**Document text:**
In anticipation of next month's United Nations Security Council talks on reforming the inherently archaic and dysfunctional political body, China’s foreign policy chief, Yang Yi stated his country's demands.
“The reform of the Security Council should uphold fairness and justice, increase the representation and voice of developing countries, allowing more small and medium-sized countries to have more opportunities to participate in the decision-making of the Council,” Wang Yi said in a statement on 29 April.
More specifically, the new UNSC must "redress historical injustices against Africa".
Although calls for reforms of the UNSC have been made many times in the past, Beijing’s position is particularly important, in both language and timing.
When the United Nations was founded in 1945 following World War II, it was meant to mark the rise of a new world order, one that was largely dominated by the winners of that horrific war, giving greater influence to the United States and its Western allies.
Indeed, of the 51 founding members of the UN back then, five countries were chosen to serve permanently on the Security Council—the executive branch of the UN. The rest were given membership in the General Assembly, which played a marginal and, at times, even symbolic role in world affairs.
Six other nations were allowed to serve as non-permanent members of the Council, though they were not granted the same veto power, held and exercised by the five powerful UNSC members only.
A few years later, in 1963, the non-permanent membership status, served through annual rotations, was expanded to 10, making the total number of 15 UNSC members. However, the 'reforms' ended there, never to be revisited.
The UN was hardly ever a democratic platform, fairly reflecting the realities of the world, whether based on economic influence, demographics or any other indicators—aside, of course, from military might and political hegemony.
From the post-WWII geopolitical realities, however, the UN perfectly expressed a sad, unfair, but also somewhat true global power paradigm.
That paradigm, however, is now shifting, and rapidly so.
Calls for reforms have been underway for years, reflected in the activities of the Group of Four (G4)—Brazil, Germany, India and Japan—for example; and the Sirte Declaration of the African Union (AU) in 2005, among others. But the renewed calls for reforming the UN in recent months have become louder, more significant and, indeed, more possible.
The Russia-Ukraine war, which has divided the world into political camps, further empowered China—the world's soon-to-be largest economy—and emboldened many countries in the Middle East, Africa and South America.
Of the many indicators of a global power shift, the BRICS nations—Brazil, Russia, India, China and South Africa—have proven to be the greatest success story in challenging Western dominance over global markets and the status of the dollar as the world's main currency.
As BRICS readies for a major membership expansion, it is poised to become the world's leading economic forum—ahead of the powerful G7.

**Information shown:**
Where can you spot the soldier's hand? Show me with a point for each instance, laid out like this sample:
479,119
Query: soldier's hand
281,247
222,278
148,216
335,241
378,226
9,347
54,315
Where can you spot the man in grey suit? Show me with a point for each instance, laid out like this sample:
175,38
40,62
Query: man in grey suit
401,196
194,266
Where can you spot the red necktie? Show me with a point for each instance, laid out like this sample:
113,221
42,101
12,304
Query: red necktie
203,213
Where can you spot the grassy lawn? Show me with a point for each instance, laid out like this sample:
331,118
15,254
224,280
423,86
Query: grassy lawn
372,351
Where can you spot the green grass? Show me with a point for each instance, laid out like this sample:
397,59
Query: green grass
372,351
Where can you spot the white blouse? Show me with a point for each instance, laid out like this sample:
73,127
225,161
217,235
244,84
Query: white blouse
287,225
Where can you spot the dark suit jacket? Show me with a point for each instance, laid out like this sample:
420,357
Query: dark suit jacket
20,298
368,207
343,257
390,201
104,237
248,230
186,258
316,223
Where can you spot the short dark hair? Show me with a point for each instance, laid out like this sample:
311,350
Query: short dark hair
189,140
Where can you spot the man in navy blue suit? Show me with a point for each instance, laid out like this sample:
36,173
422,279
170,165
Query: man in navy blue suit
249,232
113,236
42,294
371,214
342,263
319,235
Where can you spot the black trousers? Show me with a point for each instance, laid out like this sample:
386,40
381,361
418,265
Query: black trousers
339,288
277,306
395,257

**What to do:** Name the BRICS nations that the article on Security Council reform lists.

**Written answer:** Brazil, Russia, India, China and South Africa